One of the pictures and videos circulating on social media documenting the looting of Yarmouk by the Syrian regime forces. Source: Facebook/Yarmouk camp newsOn 16 July 1948, several units of the Israeli army, backed by the navy, occupied al-Tira, a Palestinian village on the western slopes of Mount Carmel in the Haifa District. The fall of al-Tira came after more than two months of siege and bombardment by Zionist militias met with fierce resistance by local Palestinian fighters.
During the two months of fighting, most of al-Tira's residents, numbering just over 6,000 at the start of 1948, were displaced or forced to flee. Among those displaced by Zionist militias was 15-year-old Dhahabiyeh Abu Rashed. The teenage girl and her family fled to Syria before moving into the newly built Yarmouk refugee camp.
Established by Syrian authorities in 1957 to accommodate the Palestinian refugees scattered across Syria, Yarmouk quickly morphed into a microcosm of the Palestine that once was. In that overcrowded space on the southern outskirts of Damascus, refugees reimagined their forbidden homeland and rebuilt it from scratch. They named the neighborhoods after their ethnically cleansed villages and preserved their eclectic native accents. They kept alive the struggle for Palestinian liberation and created a rich legacy of resistance and communal solidarity.
Yarmouk was the lifeline that connected Dhahabiyeh and tens of thousands of Palestinian refugees to Palestine
Yarmouk was the lifeline that connected Dhahabiyeh and tens of thousands of Palestinian refugees to Palestine. It was the thread weaving together their memories of home and a harbor protecting their right of return from drowning in oblivion.
For many in the camp, Yarmouk was not merely a makeshift sanctuary or a temporary residence to be promptly forgotten once they go home. You could often hear Yarmouk residents say, jokingly perhaps, that they would take a piece of Yarmouk with them after going back to Palestine. They would plant it amongst the almond and olive trees, a living testament to their perseverance and to the collective identity they fostered in Syria.

- Data extract -

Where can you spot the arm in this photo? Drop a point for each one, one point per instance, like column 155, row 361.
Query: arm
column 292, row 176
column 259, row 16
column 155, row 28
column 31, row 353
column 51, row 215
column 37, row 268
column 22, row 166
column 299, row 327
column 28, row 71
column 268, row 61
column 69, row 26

- Tasks to perform -
1: According to the article about Yarmouk, in what year did Syrian authorities establish the camp?
2: Rewrite the article about Yarmouk starting with "During the two" and going on through "Yarmouk refugee camp.", using "young girl" in place of "teenage girl".
3: Write what follows the final sentence of the article about Yarmouk.

- Results in order -
1: 1957

2:
During the two months of fighting, most of al-Tira's residents, numbering just over 6,000 at the start of 1948, were displaced or forced to flee. Among those displaced by Zionist militias was 15-year-old Dhahabiyeh Abu Rashed. The young girl and her family fled to Syria before moving into the newly built Yarmouk refugee camp.

3:
Was this special emotional attachment the reason for Dhahabiyeh Abu Rashed's insistence on staying in Yarmouk when most of her family, friends and loved ones had already left?
Did she cling to the camp because she did not want to be displaced again, seventy years after her first displacement? In Yarmouk, al-Tira feels like a heartbeat away and the right of return does not seem like an impossibility or an abstract. Leaving Yarmouk, however, means letting go of the certainty of return and giving up on the last remaining tangible bond with the land.
Did the green buses, used by the Syrian government to evict Syrians to the far away north, evoke memories of the forcible transfer of 1948? Dhahabiyeh must have thought that at 85, she could not cope with yet another uprooting.
Perhaps, though, she stayed because she did not have the means or the ability to flee. We will never know the answer, for Dhahabiyeh was among those killed in the Syrian-Russian shelling of the camp on 18 May 2018.
Three weeks earlier, Dhahabiyeh had lost another fellow survivor of the Nakba, the 1948 ethnic cleansing of Palestine.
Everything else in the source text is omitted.